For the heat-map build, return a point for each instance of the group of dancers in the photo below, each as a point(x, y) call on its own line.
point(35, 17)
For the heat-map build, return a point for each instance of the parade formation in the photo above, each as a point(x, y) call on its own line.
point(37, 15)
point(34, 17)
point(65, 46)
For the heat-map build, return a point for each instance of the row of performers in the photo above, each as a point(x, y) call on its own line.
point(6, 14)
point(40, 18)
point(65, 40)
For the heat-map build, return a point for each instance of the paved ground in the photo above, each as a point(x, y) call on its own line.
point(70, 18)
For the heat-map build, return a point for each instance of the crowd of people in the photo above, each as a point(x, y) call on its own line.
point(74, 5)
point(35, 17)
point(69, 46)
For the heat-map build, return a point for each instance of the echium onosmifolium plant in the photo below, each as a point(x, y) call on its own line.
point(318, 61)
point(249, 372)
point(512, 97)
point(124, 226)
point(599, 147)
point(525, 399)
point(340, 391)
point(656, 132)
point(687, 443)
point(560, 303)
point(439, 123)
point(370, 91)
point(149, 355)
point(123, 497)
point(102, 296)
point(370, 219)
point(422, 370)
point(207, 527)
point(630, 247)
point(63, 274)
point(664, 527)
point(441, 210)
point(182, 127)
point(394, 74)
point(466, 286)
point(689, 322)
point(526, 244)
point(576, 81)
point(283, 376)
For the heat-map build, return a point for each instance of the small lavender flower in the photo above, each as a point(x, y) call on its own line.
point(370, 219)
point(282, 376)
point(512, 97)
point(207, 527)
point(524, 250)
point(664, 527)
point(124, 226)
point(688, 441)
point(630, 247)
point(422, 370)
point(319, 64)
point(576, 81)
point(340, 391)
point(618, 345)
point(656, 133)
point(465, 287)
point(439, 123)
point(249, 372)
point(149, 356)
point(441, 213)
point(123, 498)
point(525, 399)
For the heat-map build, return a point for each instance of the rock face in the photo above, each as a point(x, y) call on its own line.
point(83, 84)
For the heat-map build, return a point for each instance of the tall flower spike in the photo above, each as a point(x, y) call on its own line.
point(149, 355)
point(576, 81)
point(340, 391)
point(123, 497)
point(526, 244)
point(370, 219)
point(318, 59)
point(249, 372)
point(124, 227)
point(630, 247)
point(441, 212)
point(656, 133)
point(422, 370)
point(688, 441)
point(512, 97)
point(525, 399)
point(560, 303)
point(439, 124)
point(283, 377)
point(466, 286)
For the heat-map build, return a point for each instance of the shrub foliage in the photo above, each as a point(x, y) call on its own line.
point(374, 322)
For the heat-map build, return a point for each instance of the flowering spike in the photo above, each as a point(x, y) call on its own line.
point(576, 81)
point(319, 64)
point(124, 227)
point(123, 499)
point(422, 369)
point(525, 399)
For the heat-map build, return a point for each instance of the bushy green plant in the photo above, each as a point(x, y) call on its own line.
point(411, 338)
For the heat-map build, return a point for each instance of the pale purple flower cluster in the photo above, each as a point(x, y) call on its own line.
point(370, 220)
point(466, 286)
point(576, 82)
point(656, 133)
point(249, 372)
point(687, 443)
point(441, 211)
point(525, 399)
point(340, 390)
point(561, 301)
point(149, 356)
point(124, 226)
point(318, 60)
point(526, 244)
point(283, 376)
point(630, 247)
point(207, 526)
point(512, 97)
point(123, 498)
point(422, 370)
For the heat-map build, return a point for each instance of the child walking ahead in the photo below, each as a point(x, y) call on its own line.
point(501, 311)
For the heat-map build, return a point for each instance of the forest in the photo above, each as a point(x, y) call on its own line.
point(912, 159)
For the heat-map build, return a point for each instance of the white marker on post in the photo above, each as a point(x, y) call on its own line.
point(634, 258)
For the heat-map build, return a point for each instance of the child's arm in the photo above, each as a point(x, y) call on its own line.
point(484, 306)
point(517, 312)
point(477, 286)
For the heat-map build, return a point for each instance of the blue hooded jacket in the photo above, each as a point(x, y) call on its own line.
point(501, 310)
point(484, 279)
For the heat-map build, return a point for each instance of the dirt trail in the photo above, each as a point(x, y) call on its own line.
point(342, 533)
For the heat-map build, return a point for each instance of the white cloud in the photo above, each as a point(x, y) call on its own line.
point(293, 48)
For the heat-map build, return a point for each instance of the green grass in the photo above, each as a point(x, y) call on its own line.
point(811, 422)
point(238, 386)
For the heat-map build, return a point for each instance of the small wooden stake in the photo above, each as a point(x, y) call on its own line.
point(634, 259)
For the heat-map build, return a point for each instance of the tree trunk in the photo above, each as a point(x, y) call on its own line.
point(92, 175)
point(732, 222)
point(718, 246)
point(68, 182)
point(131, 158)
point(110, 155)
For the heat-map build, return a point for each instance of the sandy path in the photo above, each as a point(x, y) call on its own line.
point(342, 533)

^^^^^^^^^^^^^^^^

• [SET PROBLEM]:
Please copy the material above line for line, with no changes.

• [REPLY TO THE TASK]:
For the heat-map build, return a point for each instance of the group of dancers in the photo below, each as a point(x, y) call on its own line.
point(35, 17)
For the heat-map build, return a point for each instance of the parade formation in the photo above, each as a point(x, y) call on its own line.
point(37, 15)
point(34, 17)
point(65, 46)
For the heat-map build, return a point for each instance of the row of performers in the photo above, each as a point(x, y) call on its own line.
point(6, 14)
point(40, 18)
point(65, 40)
For the heat-map build, return a point for each instance of the paved ground in the photo above, each as a point(x, y) call on its own line.
point(70, 18)
For the heat-map build, return a point for each instance of the crowd of people in the photo above, each as a point(x, y) call on its own line.
point(74, 5)
point(35, 17)
point(69, 46)
For the heat-map build, return a point for each instance of the echium onosmifolium plant in the photo below, each as a point(x, y) call on its own line.
point(318, 61)
point(249, 372)
point(512, 97)
point(124, 226)
point(599, 147)
point(525, 399)
point(340, 391)
point(656, 132)
point(687, 443)
point(560, 303)
point(439, 123)
point(370, 91)
point(149, 355)
point(123, 497)
point(102, 296)
point(370, 219)
point(422, 370)
point(207, 527)
point(630, 247)
point(63, 274)
point(664, 527)
point(441, 210)
point(182, 127)
point(394, 74)
point(466, 286)
point(689, 322)
point(526, 244)
point(576, 81)
point(283, 376)
For the heat-map build, return a point for each instance of the small lavender flower in the photo above, each as a point(x, y) call on its own line.
point(370, 219)
point(282, 376)
point(512, 97)
point(207, 527)
point(524, 250)
point(664, 527)
point(124, 226)
point(688, 441)
point(630, 247)
point(422, 370)
point(319, 64)
point(576, 81)
point(340, 391)
point(618, 345)
point(656, 133)
point(465, 287)
point(439, 123)
point(249, 372)
point(149, 356)
point(441, 213)
point(123, 498)
point(525, 399)
For the heat-map build, return a point for each instance of the rock face in the photo above, each as a point(x, y) call on its own line.
point(83, 84)
For the heat-map build, return a point for each instance of the tall flower spike in the photo above, each as a point(x, y) call on its own line.
point(149, 355)
point(576, 81)
point(340, 391)
point(123, 497)
point(526, 244)
point(370, 219)
point(318, 59)
point(249, 372)
point(124, 227)
point(630, 247)
point(441, 212)
point(656, 133)
point(422, 370)
point(688, 441)
point(512, 97)
point(525, 399)
point(560, 303)
point(439, 124)
point(283, 377)
point(466, 286)
For the heat-map build, return a point for each instance of the shrub foliage in the photo above, each as a point(x, y) call on its own line.
point(374, 322)
For the heat-map build, return a point for each instance of the flowering spike in the photo above, each as a point(x, y) call on its own line.
point(576, 81)
point(319, 64)
point(124, 227)
point(123, 499)
point(422, 369)
point(525, 399)
For the heat-map build, return a point for each instance of the bushy green plant in the photo above, each as a point(x, y) call on its own line.
point(411, 338)
For the heat-map build, return a point for each instance of the pale purple flower cluster in the photo above, each as a point(x, y) call on its own line.
point(370, 220)
point(466, 286)
point(576, 82)
point(656, 133)
point(249, 372)
point(687, 443)
point(441, 211)
point(525, 399)
point(340, 390)
point(561, 301)
point(149, 356)
point(124, 226)
point(318, 60)
point(526, 244)
point(283, 376)
point(630, 247)
point(207, 526)
point(512, 97)
point(123, 498)
point(422, 370)
For the heat-map build, return a point for each instance of the child walking ahead in the photo below, each as a point(x, y) call on its own line.
point(501, 311)
For the heat-map build, return a point for each instance of the forest in the photo above, each as a point(x, y) call on its own line.
point(912, 159)
For the heat-map build, return a point for each instance of the white marker on post in the photo above, each as a point(x, y) call on its own line.
point(634, 258)
For the heat-map build, return a point for each instance of the child's arm in the photo above, each as a point(x, y) call on its own line.
point(484, 306)
point(517, 312)
point(477, 286)
For the heat-map build, return a point for each instance of the blue hooded jacket in the photo above, each as a point(x, y) call on its own line.
point(501, 310)
point(484, 279)
For the heat-map build, return a point for each instance of the dirt trail in the photo above, each as a point(x, y) call on its own line.
point(342, 533)
For the heat-map build, return a point for each instance of the white cloud in the photo above, each as a point(x, y) call on its own line.
point(293, 48)
For the heat-map build, return a point for each instance of the green grass in the photo above, each as a point(x, y) call on its own line.
point(811, 422)
point(238, 386)
For the heat-map build, return a point for each instance of the small wooden stake in the photo above, each as a point(x, y) call on its own line.
point(634, 259)
For the heat-map build, return a point for each instance of the tree trunk in the photo above, each as a point(x, y) call on its own line.
point(92, 175)
point(732, 222)
point(718, 246)
point(68, 182)
point(131, 158)
point(110, 155)
For the heat-map build, return a point for each instance of the sandy path in the photo above, each as a point(x, y) call on its own line.
point(342, 533)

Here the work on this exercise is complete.